▶ Using the information
A. Decide whether each statement agrees with the tumor tissue detection listing, answering yes or no and quoting the deciding words: (i) The approach is named FLASH. (ii) The approach is slower than typical deep learning approaches. (iii) Manual annotation of pathology slides is described as laborious and repetitive.
B. List every author named in the tumor tissue detection listing.
C. Write a continuation of the tumor tissue detection listing, starting after its last line.

──────── Excerpted passage

Accurate Tumor Tissue Region Detection with Accelerated Deep Convolutional Neural Networks

• URL: http://arxiv.org/abs/2004.08552v1
• Date: Sat, 18 Apr 2020 08:24:27 GMT
• Title: Accurate Tumor Tissue Region Detection with Accelerated Deep Convolutional Neural Networks
• Authors: Gabriel Tjio, Xulei Yang, Jia Mei Hong, Sum Thai Wong, Vanessa Ding, Andre Choo and Yi Su
• Abstract summary: Manual annotation of pathology slides for cancer diagnosis is laborious and repetitive. Our approach, (FLASH) is based on a Deep Convolutional Neural Network (DCNN) architecture. It reduces computational costs and is faster than typical deep learning approaches by two orders of magnitude.

────────────────
──────── Extracted data

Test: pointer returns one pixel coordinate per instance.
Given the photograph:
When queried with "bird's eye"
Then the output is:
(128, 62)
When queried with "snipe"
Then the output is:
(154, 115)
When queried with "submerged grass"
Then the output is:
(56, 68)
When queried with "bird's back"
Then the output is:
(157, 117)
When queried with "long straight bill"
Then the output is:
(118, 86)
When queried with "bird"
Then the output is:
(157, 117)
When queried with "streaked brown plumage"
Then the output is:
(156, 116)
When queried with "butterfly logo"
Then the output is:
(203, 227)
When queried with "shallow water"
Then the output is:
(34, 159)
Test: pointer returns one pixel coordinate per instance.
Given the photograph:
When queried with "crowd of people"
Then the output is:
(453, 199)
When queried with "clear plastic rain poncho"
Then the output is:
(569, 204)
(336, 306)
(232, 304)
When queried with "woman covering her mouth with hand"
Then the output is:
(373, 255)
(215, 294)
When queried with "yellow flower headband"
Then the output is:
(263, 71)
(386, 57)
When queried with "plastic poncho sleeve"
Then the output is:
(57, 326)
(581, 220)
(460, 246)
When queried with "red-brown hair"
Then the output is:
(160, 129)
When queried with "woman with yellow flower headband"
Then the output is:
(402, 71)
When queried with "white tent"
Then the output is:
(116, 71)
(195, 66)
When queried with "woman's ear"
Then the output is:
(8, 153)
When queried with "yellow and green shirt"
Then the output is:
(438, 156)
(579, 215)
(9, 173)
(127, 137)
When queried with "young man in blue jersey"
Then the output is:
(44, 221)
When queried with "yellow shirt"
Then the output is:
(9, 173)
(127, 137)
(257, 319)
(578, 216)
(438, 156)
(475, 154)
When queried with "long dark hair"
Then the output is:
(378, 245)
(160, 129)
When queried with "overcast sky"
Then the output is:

────────────────

▶ Answer set
A.
(i) Yes: "Our approach, (FLASH) is based on a Deep Convolutional Neural Network (DCNN) architecture."
(ii) No: "faster than typical deep learning approaches by two orders of magnitude"
(iii) Yes: "Manual annotation of pathology slides for cancer diagnosis is laborious and repetitive."

B. Gabriel Tjio, Xulei Yang, Jia Mei Hong, Sum Thai Wong, Vanessa Ding, Andre Choo, Yi Su

C.
• Score: 12.7414209590152
• License: http://creativecommons.org/licenses/by/4.0/
• Abstract: Manual annotation of pathology slides for cancer diagnosis is laborious and repetitive. Therefore, much effort has been devoted to develop computer vision solutions. Our approach, (FLASH), is based on a Deep Convolutional Neural Network (DCNN) architecture. It reduces computational costs and is faster than typical deep learning approaches by two orders of magnitude, making high throughput processing a possibility. In computer vision approaches using deep learning methods, the input image is subdivided into patches which are separately passed through the neural network. Features extracted from these patches are used by the classifier to annotate the corresponding region. Our approach aggregates all the extracted features into a single matrix before passing them to the classifier. Previously, the features are extracted from overlapping patches. Aggregating the features eliminates the need for processing overlapping patches, which reduces the computations required. DCCN and FLASH demonstrate high sensitivity (~ 0.96), good precision (~0.78) and high F1 scores (~0.84). The average time taken to process each sample for FLASH and DCNN is 96.6 seconds and 9489.20 seconds, respectively. Our approach was approximately 100 times faster than the original DCNN approach while simultaneously preserving high accuracy and precision.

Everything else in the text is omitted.